COSA FARE:
[1] Riproduci dal brano sul Nirvana tutto ciò che va da "Suzuki ci dice" fino a "lo stesso Buddha.".
[2] Elenca tutto ciò che, secondo il brano sul Nirvana, il Fana' annulla nel suo aspetto negativo.

BRANO SELEZIONATO:
● ● ● ●

La teosofa Beatrice Lane Suzuki, mostra che sebbene negli Hinayana Sutra5 il Nirvana significhi uno “stato di completa estinzione in cui non c’è più né avidità, né rabbia, né follia, né tutti gli altri desideri malvagi e passioni”, nei Sutra Mahayana acquista un significato positivo; non è più uno stato negativo ma qualcosa che esiste da solo, è la Realtà, da cui tutti i Buddha emanano. Nel Mahayana Nirvana Sutra (Fas. VI) leggiamo: “Non è assolutamente giusto, è inadeguato dichiarare che l’entrata del Tathagata (il corpo spirituale del Buddha) nel Nirvana assomigli a un fuoco che si spegne quando il carburante è esaurito. È assolutamente giusto affermare che il Tathagata entra nella natura del Dharma6 stesso.”

Suzuki ci dice inoltre che secondo i Mahayanisti, l’Arhat (la santità), avendo ottenuto l’emancipazione individuale, deve provare compassione per le creature; egli deve diventare il Bodhisattva7, anche per la sua salvezza, perché se è dotato della natura di Buddha non può sedersi serenamente, da solo, in cima alla collina dell’illuminazione e guardare dall’alto in basso le moltitudini delle tribolazioni.” Deve tornare nel mondo per aiutare le persone a raggiungere l’emancipazione come fece lo stesso Buddha.

Così scopriamo che sia il Nirvana che il Fana’ hanno implicazioni sia negative che positive, e che sia i Mahayanisti sia i Sufi affermano che l’uomo, dopo aver raggiunto l’obiettivo supremo, deve tornare al mondo per guidare i suoi simili. Si osservi, tuttavia, che queste somiglianze sono solo superficiali e, pertanto, gli esegeti dell’influenza Indiana sul Sufismo non dovrebbero ipotizzare che il Nirvana e il Fana’ abbiano significati identici. Nel suo aspetto negativo, il Fana’ implica l’annullamento della coscienza di qualsiasi altro tranne del Dio del mondo, l’annullamento dell’al di là, l’annullamento dei doni di Dio e persino l’annullamento dei nomi e degli attributi di Dio; invece, il Nirvana non può che riferirsi all’annientamento della coscienza, ma non del mondo. Disse Hermann Hesse nel Siddharta: “sulla natura precisa del Nirvana, Buddha si astenne sempre abilmente da eccessive precisazioni.”

● ● ● ●

DATI ESTRATTI:
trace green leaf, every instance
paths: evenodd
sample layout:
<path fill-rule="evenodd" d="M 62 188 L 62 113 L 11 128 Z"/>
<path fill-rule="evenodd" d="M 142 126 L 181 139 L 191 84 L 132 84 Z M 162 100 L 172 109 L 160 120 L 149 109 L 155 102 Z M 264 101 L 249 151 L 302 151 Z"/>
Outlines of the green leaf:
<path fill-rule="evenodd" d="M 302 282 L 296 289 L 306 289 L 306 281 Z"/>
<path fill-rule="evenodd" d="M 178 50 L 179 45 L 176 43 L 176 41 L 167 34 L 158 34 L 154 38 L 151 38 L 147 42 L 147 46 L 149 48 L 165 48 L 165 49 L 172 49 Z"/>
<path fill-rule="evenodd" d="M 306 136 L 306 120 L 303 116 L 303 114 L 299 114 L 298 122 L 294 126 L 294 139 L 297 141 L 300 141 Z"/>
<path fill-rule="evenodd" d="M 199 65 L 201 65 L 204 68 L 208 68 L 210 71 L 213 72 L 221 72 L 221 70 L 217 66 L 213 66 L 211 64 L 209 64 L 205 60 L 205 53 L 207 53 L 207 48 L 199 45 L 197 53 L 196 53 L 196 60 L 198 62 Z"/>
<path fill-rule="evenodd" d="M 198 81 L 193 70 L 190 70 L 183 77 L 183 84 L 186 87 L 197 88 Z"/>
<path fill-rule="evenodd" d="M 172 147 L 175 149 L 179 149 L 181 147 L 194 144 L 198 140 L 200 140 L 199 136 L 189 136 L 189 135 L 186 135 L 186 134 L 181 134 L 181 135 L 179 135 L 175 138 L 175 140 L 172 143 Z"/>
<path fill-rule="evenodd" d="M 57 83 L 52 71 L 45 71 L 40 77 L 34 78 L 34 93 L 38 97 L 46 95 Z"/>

● ● ● ●

RISPOSTE IN ORDINE:
[1]
Suzuki ci dice inoltre che secondo i Mahayanisti, l’Arhat (la santità), avendo ottenuto l’emancipazione individuale, deve provare compassione per le creature; egli deve diventare il Bodhisattva7, anche per la sua salvezza, perché se è dotato della natura di Buddha non può sedersi serenamente, da solo, in cima alla collina dell’illuminazione e guardare dall’alto in basso le moltitudini delle tribolazioni.” Deve tornare nel mondo per aiutare le persone a raggiungere l’emancipazione come fece lo stesso Buddha.

[2]
- la coscienza di qualsiasi altro tranne del Dio del mondo
- l'al di là
- i doni di Dio
- i nomi e gli attributi di Dio